Tarefas do exercício ::
(A) Diga se cada afirmação está de acordo com o texto sobre a Fazenda Tanguro, respondendo sim ou não e citando as palavras do texto que decidem: (i) a área hipóxica do Golfo do México é a maior do mundo; (ii) o estudo de 2014 calculou um custo de US$ 2,7 bilhões por ano, durante 5 anos; (iii) a Fazenda Tanguro ainda tem cerca de 50 mil hectares de florestas.
(B) Transcreva o trecho do texto sobre a Fazenda Tanguro que começa nas palavras "Entenda a zona" e termina depois das palavras "transformada em lavoura.".
(C) Dê continuidade ao texto sobre a Fazenda Tanguro a partir do ponto em que ele termina.

A especialista cita o Golfo do México, onde nutrientes despejados ao longo da Bacia do Rio Mississipi chegam ao mar e formam, todos os anos, a segunda maior área de baixos níveis de oxigênio (hipóxica) do mundo. São quase 15 mil quilômetros quadrados de oceano praticamente morto. KathiJo participou de um estudo realizado em 2014, quando pesquisadores calcularam o valor necessário para reduzir para 5 mil quilômetros quadrados a área com baixo oxigênio, que era uma meta do governo americano. O custo seria de US$ 2,7 bilhões anuais, ao longo de 5 anos.
Entenda a zona morta do Golfo do México neste vídeo da Administração Oceânica e Atmosférica dos EUA
A exigência de manutenção de Áreas de Preservação Permanente (APPs) no Brasil para proteger as matas que margeiam corpos d’água, encostas e topos de morro são, para a pesquisadora, uma vantagem em relação a outros países para evitar justamente o que acontece com o Golfo do México.
Os pesquisadores lembram ainda que a mata ciliar reduz outros danos provocados pela atividade agrícola, como assoreamento dos rios, e protegem ambientes aquáticos. Além de sombrear, ajudando a regular a temperatura da água, as árvores deixam cair folhas, insetos e galhos, que formam micro-habitats importantes para a vida aquática. E esta vegetação é ainda refúgio para animais expulsos da floresta transformada em lavoura.
A fazenda
A Fazenda Tanguro ocupa uma área aproximada de 83 mil hectares, onde parte da floresta foi substituída há quase vinte anos por pastagens. Hoje, produz grãos. Por lá ainda existem cerca de 50 mil hectares de florestas, que abrigam uma fauna diversificada. A pesquisadora KathiJo afirma já ter visto onças, pintadas e vermelhas, e porcos-do-mato por lá. A fazenda é cortada por diversos rios, que sofreram diferentes níveis de impacto provocado pela mudança na paisagem.
Confira o desmatamento na região da Fazenda Tanguro
“A fazenda tem muitas microbacias. Algumas estão dentro de área de cultivo e outras dentro de área de floresta”, conta o biólogo Divino Silvério, que trabalha no escritório do IPAM em Canarana (MT), perto da fazenda. “Eles cultivam soja e milho. Então dá para selecionar”. A localização também é favorável para quem estuda o meio ambiente na Amazônia.

Registros extraídos ::

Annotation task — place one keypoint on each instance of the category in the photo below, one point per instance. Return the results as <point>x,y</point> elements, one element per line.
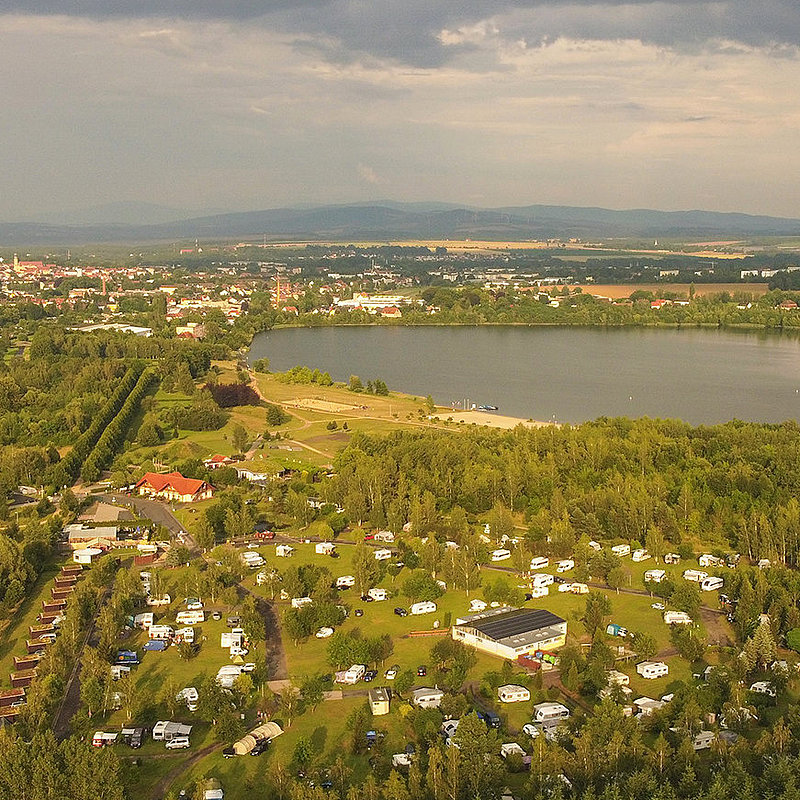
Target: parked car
<point>178,743</point>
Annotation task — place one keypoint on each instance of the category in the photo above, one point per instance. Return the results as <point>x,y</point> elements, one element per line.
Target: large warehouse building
<point>511,632</point>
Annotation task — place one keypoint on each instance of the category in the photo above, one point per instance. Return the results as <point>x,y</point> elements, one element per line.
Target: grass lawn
<point>14,635</point>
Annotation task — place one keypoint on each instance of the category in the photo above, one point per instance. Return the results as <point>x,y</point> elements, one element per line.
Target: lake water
<point>566,374</point>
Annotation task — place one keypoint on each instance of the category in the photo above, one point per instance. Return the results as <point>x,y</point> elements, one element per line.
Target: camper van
<point>189,696</point>
<point>694,575</point>
<point>652,669</point>
<point>190,617</point>
<point>355,673</point>
<point>549,712</point>
<point>160,632</point>
<point>677,618</point>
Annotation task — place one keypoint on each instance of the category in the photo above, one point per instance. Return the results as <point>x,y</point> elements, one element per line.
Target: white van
<point>549,712</point>
<point>160,632</point>
<point>190,617</point>
<point>652,669</point>
<point>694,575</point>
<point>355,673</point>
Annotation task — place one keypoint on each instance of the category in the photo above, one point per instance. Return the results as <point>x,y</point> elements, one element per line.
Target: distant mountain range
<point>389,220</point>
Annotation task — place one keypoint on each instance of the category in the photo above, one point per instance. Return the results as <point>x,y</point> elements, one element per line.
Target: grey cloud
<point>408,31</point>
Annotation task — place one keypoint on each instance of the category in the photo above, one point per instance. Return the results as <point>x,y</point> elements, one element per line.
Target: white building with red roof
<point>174,487</point>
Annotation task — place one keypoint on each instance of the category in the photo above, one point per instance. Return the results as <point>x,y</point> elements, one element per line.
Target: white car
<point>178,743</point>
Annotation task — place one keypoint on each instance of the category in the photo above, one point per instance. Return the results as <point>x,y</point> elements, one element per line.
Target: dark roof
<point>516,622</point>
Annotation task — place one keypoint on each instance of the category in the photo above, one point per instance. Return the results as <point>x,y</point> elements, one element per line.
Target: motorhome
<point>160,632</point>
<point>549,712</point>
<point>190,617</point>
<point>355,673</point>
<point>677,618</point>
<point>652,669</point>
<point>694,575</point>
<point>513,693</point>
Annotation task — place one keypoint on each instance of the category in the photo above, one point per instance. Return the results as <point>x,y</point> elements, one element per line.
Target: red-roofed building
<point>217,461</point>
<point>174,487</point>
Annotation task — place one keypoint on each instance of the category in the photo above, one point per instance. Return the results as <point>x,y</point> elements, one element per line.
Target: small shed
<point>379,701</point>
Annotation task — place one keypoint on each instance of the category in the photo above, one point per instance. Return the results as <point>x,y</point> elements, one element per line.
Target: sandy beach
<point>487,418</point>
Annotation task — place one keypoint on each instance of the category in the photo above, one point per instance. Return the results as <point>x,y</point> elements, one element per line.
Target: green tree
<point>597,608</point>
<point>239,438</point>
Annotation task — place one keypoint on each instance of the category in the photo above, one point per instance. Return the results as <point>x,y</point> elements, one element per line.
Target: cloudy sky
<point>249,104</point>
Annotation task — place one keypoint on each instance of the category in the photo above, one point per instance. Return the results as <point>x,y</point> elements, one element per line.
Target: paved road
<point>150,509</point>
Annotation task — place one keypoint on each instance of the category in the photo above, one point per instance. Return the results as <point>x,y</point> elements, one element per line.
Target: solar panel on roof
<point>514,623</point>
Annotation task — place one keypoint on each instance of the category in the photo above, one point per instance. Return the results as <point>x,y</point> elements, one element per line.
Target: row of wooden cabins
<point>25,667</point>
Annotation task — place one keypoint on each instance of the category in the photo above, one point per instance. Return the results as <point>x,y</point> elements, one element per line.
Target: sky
<point>255,104</point>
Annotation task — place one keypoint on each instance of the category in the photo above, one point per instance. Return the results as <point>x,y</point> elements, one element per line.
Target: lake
<point>566,374</point>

Respostas do exercício ::
(A)
(i) Não: "a segunda maior área de baixos níveis de oxigênio (hipóxica) do mundo"
(ii) Sim: "O custo seria de US$ 2,7 bilhões anuais, ao longo de 5 anos."
(iii) Sim: "Por lá ainda existem cerca de 50 mil hectares de florestas"

(B)
Entenda a zona morta do Golfo do México neste vídeo da Administração Oceânica e Atmosférica dos EUA
A exigência de manutenção de Áreas de Preservação Permanente (APPs) no Brasil para proteger as matas que margeiam corpos d’água, encostas e topos de morro são, para a pesquisadora, uma vantagem em relação a outros países para evitar justamente o que acontece com o Golfo do México.
Os pesquisadores lembram ainda que a mata ciliar reduz outros danos provocados pela atividade agrícola, como assoreamento dos rios, e protegem ambientes aquáticos. Além de sombrear, ajudando a regular a temperatura da água, as árvores deixam cair folhas, insetos e galhos, que formam micro-habitats importantes para a vida aquática. E esta vegetação é ainda refúgio para animais expulsos da floresta transformada em lavoura.

(C)
Silvério explica que a Tanguro está em uma área de floresta com porte menor do que nas áreas mais centrais da Bacia Amazônica. Segundo o biólogo, modelos climáticos indicam que estas matas vão sofrer mais com o aquecimento global do que o restante da floresta. Há outro ponto importante para os estudos: é uma região que está dentro do Arco do Desmatamento. A área, assim, sofre uma grande pressão das atividades humanas.
Nas APPs da fazenda, são realizados experimentos pelo IPAM com fogo, por exemplo, para saber o efeito das queimadas sobre a floresta ao longo do tempo. Há estudos que avaliam os efeitos do desmatamento sobre os remanescentes da floresta. Foram instaladas também torres para estudos sobre o fluxo de gases, que pretendem descobrir, dentre outras coisas, se a floresta está absorvendo ou emitindo carbono e comparar os dados com informações obtidas em áreas de lavoura.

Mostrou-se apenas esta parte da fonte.